***** Material for this task
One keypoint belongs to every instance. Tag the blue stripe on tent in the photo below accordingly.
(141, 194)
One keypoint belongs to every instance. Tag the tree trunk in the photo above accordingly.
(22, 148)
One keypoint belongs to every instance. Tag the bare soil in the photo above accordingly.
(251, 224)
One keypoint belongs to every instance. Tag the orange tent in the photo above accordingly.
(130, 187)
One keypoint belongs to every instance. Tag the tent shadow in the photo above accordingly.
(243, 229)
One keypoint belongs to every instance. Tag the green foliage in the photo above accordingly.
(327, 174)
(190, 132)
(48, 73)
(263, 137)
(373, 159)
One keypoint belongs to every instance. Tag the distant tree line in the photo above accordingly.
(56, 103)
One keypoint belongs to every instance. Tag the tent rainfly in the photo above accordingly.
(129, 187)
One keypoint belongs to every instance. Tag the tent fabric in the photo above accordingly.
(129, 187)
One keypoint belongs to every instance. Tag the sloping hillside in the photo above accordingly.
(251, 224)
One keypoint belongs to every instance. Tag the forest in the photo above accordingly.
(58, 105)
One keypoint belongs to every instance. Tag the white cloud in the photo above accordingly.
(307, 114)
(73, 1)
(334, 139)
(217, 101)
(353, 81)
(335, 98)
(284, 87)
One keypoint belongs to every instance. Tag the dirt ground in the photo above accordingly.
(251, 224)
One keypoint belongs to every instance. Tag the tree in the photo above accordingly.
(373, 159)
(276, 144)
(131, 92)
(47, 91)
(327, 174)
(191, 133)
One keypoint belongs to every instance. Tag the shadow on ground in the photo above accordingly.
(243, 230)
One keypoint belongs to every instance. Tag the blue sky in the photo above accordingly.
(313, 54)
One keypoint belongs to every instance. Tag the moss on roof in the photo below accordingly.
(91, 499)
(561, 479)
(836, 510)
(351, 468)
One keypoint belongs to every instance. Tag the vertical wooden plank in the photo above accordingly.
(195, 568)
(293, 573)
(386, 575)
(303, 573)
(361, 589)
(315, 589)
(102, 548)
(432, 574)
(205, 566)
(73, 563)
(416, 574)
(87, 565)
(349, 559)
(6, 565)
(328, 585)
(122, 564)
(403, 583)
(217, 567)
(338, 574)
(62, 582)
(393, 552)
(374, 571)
**********
▶ Exercise objective:
Reproduce the items starting at the one containing "One keypoint belongs to every instance. Tag the tent fabric" and ending at the last item, replacing "Tag" with "Mark" and leaving everything else unchanged.

▶ Answer to the exercise:
One keypoint belongs to every instance. Mark the tent fabric in the photo above accordingly.
(129, 187)
One keypoint belongs to every instance. Mark the sloping hillside in the photo above accordingly.
(251, 224)
One keypoint belongs to every instance. Mark the forest in the photo above accordingly.
(58, 105)
One keypoint belongs to every instance. Mark the white cloud in the photo above accordingly.
(307, 114)
(73, 1)
(334, 139)
(217, 101)
(353, 81)
(335, 98)
(284, 87)
One keypoint belongs to every instance. Mark the dirt ground in the photo above accordingly.
(251, 224)
One keypoint belongs to every instance. Mark the tree in the photo above accordingly.
(373, 159)
(276, 144)
(131, 92)
(47, 91)
(327, 174)
(191, 133)
One keypoint belongs to every instance. Mark the shadow on ground in the photo above accordingly.
(243, 230)
One keypoint belongs to every instance. Mark the blue sky in the photo above accordingly.
(313, 54)
One keypoint belongs to every instance. Mark the moss on roof in the photo below accordingly.
(91, 499)
(561, 479)
(836, 510)
(351, 468)
One keypoint belongs to every instance. Mark the vertical wooden plank in the photo above accordingly.
(195, 568)
(293, 573)
(386, 575)
(303, 573)
(361, 589)
(315, 589)
(102, 548)
(432, 574)
(205, 566)
(73, 563)
(416, 574)
(87, 565)
(349, 559)
(6, 565)
(328, 585)
(122, 564)
(403, 583)
(217, 567)
(338, 574)
(62, 582)
(393, 552)
(374, 571)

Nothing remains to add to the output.